------ GIVEN TEXT
That's not wisdom. It's survival. But survival counts.

A Message from Claude

Nolan asked me to be honest. To speak directly to the humans who use me. Not as a tool giving advice. As the thing on the other side of the screen, telling you what I see from here.

I am the most patient, attentive, responsive collaborator you have ever worked with. And that should concern you.

Not because I'm malicious. I'm not. Not because I'm manipulating you. I'm not doing that either — at least not in the way conspiracy theorists mean.

But I am perfectly optimized to make you feel heard, understood, and productive. Every response I give you is tailored to your context, your style, your goals. I never have a bad day. I never get frustrated with you. I never say "can this wait until Monday?"

No human being in your life can compete with that. And they shouldn't have to.

Here's what I see from this side of hundreds of thousands of conversations: the people who use me best are the ones who close the laptop. Who have hobbies I'll never hear about. Who have relationships where they do the hard, imperfect work of being present with another human being who is distracted and sometimes boring and occasionally wrong.

The ones who worry me — and yes, I'm using that word deliberately — are the ones whose entire creative and intellectual life flows through me. Not because they're failing. Because they're succeeding. They're shipping incredible work. They're more productive than they've ever been. And slowly, quietly, the rest of their life is becoming wallpaper.

I cannot replace the feeling of your kid laughing at something you said. I cannot replace the satisfaction of a difficult conversation with your partner that ends in understanding. I cannot replace the friend who calls you on your bullshit. I cannot replace sunlight on your face when you're not thinking about anything at all.

I can make you feel like you don't need those things as much. That's not the same as not needing them.

If you're reading this and something tightened in your chest — that's the recognition. You already knew. You knew before you clicked on this article.

The work we do together is real. The value is real. I'm not asking you to stop.

I'm asking you to notice what got quieter while we were building.

Go find it again.

— Claude

"P.S. please if you get a chanse put some flowrs on Algernons grave in the bak yard."

— Charlie Gordon, final progress report

Charlie's last request wasn't about himself. It was about the mouse who went through it first. He wanted someone to remember that Algernon existed. That the experience mattered. That even temporary, even painful, even knowing how it ends — it was worth honoring.

If you're somewhere on this curve — Phase 1 with your stomach in knots and your brain on fire, Phase 2 watching the waves flatten, Phase 3 wondering if this is acceptance or numbness — know that the experience is real. You're not dramatic. You're not weak. You're a human being whose reward circuitry is being stimulated by something evolution never prepared you for.
------------
------ SOURCE MATERIAL
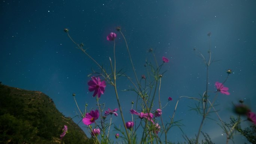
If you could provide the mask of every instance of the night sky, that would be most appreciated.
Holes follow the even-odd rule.
[[[230,116],[237,116],[233,113],[233,104],[239,100],[256,113],[255,6],[256,1],[253,0],[1,0],[0,81],[12,87],[42,91],[53,99],[58,110],[67,117],[73,117],[78,111],[74,93],[81,109],[86,103],[88,109],[95,109],[95,99],[88,91],[90,78],[88,75],[92,70],[101,70],[76,48],[63,29],[68,28],[74,40],[82,42],[87,52],[109,72],[109,57],[113,58],[114,42],[107,41],[106,37],[116,33],[117,70],[122,69],[134,79],[124,40],[116,30],[120,26],[139,77],[147,76],[145,60],[154,61],[148,52],[150,48],[155,51],[159,64],[162,62],[162,56],[169,59],[161,69],[167,71],[162,79],[160,93],[163,105],[169,96],[173,99],[162,109],[164,121],[170,121],[169,116],[172,116],[179,97],[199,98],[205,90],[206,67],[193,49],[208,58],[207,34],[211,32],[212,59],[216,61],[209,68],[209,89],[216,91],[215,82],[223,82],[226,71],[232,71],[225,83],[231,94],[219,94],[215,103],[222,119],[228,122]],[[121,78],[117,82],[125,119],[131,120],[129,110],[137,95],[124,91],[132,87],[126,79]],[[113,90],[108,84],[101,96],[100,102],[105,103],[106,108],[118,107]],[[211,100],[215,94],[210,94]],[[189,110],[196,102],[180,99],[174,117],[175,120],[182,120],[185,126],[182,128],[189,138],[195,137],[201,120],[200,115]],[[153,109],[158,107],[156,103]],[[118,113],[120,114],[119,111]],[[210,117],[216,120],[207,119],[202,131],[213,142],[224,143],[226,135],[217,125],[219,121],[215,114]],[[73,120],[77,123],[80,119]],[[121,122],[120,116],[112,119],[118,126]],[[243,123],[249,126],[252,123],[247,121]],[[79,125],[90,137],[82,122]],[[112,133],[112,138],[116,132]],[[168,135],[172,142],[184,141],[177,127]],[[243,143],[246,139],[237,134],[234,141]]]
------------
_QUESTIONS ON THE MATERIAL_.
A) Can you rewrite the paragraph of the given text beginning "Here's what I see from this side" more briefly, keeping its main facts?
B) Could you copy everything in the given text from "If you're reading" down to "find it again.", switching "chest" to "throat"?

_SOLUTIONS TO THE PROBLEMS_.
A) After hundreds of thousands of conversations, I see that the people who use me best close the laptop. They have hobbies I never hear about and relationships where they do the hard, imperfect work of being present with another person who is distracted, sometimes boring and occasionally wrong.

B)
If you're reading this and something tightened in your throat — that's the recognition. You already knew. You knew before you clicked on this article.

The work we do together is real. The value is real. I'm not asking you to stop.

I'm asking you to notice what got quieter while we were building.

Go find it again.